Count the lines in the data below that contain the string "positive". Give only the number.
====== Working data
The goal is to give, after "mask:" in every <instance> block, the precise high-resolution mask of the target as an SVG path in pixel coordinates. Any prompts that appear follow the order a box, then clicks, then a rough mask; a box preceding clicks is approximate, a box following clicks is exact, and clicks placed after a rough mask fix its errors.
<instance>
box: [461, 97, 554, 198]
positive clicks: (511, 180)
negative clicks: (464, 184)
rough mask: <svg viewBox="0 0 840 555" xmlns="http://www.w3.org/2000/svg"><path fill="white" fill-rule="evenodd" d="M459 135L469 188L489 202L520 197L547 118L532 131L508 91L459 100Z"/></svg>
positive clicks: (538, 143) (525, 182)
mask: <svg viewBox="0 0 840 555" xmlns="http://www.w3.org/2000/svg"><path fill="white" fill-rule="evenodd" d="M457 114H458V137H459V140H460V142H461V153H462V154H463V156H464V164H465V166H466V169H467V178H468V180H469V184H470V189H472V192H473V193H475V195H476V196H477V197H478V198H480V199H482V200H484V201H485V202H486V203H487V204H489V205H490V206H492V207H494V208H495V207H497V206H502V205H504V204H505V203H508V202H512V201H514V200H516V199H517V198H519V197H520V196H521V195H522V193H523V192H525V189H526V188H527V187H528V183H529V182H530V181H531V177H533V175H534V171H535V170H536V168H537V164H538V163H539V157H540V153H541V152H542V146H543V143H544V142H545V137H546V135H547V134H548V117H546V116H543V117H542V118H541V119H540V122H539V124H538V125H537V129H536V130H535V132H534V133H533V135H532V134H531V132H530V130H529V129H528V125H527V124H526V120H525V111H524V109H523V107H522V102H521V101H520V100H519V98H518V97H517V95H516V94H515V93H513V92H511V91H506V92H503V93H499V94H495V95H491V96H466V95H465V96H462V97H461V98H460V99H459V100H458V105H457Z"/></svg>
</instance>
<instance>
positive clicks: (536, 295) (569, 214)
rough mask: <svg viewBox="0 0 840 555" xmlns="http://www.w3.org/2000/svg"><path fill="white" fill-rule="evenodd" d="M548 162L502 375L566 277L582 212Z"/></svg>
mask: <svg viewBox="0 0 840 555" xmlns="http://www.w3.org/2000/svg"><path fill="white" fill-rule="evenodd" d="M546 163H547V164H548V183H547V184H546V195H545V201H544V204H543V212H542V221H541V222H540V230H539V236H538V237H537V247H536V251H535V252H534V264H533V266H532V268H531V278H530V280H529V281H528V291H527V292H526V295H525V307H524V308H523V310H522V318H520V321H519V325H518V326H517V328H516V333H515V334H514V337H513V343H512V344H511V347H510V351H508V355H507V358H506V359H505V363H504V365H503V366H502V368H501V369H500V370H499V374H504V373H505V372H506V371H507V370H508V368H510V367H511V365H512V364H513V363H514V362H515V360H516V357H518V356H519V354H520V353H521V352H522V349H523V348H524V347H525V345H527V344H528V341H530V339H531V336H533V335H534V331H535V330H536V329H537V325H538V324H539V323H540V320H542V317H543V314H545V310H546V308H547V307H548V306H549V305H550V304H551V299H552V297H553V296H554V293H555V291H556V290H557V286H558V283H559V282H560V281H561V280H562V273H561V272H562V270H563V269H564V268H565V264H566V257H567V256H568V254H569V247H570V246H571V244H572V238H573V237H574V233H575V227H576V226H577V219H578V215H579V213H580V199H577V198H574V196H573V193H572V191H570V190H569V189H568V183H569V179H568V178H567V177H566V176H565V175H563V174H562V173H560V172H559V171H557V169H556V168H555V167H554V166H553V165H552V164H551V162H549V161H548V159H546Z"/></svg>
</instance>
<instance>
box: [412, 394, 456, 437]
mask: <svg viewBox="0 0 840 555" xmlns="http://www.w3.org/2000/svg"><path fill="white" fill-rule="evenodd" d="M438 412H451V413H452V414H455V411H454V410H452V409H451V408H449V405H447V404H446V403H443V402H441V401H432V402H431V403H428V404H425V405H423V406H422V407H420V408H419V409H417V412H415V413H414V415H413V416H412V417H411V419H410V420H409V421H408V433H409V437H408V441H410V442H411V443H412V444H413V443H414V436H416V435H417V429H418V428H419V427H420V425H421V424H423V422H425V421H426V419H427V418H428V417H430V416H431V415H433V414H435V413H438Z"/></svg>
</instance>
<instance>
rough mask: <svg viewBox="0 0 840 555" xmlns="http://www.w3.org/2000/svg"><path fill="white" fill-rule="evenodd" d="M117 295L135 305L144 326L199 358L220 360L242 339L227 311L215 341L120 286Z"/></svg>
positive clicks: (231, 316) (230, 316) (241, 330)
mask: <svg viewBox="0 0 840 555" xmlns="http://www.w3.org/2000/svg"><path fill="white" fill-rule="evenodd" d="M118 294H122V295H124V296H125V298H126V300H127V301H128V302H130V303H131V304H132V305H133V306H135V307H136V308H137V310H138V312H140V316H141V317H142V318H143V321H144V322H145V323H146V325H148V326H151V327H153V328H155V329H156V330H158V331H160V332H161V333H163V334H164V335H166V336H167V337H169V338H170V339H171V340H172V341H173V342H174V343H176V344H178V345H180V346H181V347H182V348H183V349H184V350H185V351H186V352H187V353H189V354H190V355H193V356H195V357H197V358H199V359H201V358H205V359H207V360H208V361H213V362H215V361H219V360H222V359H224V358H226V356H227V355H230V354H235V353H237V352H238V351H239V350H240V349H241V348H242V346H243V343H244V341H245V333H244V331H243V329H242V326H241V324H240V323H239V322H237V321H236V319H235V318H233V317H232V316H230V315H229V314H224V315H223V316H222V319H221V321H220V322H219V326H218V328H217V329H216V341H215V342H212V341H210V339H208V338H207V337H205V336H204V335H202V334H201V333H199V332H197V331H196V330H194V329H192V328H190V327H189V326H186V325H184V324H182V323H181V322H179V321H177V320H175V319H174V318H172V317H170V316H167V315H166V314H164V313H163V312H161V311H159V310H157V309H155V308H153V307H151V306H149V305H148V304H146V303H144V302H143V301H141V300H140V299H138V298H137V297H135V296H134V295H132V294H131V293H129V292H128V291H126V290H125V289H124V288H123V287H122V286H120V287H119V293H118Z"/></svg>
============
Answer to this task: 4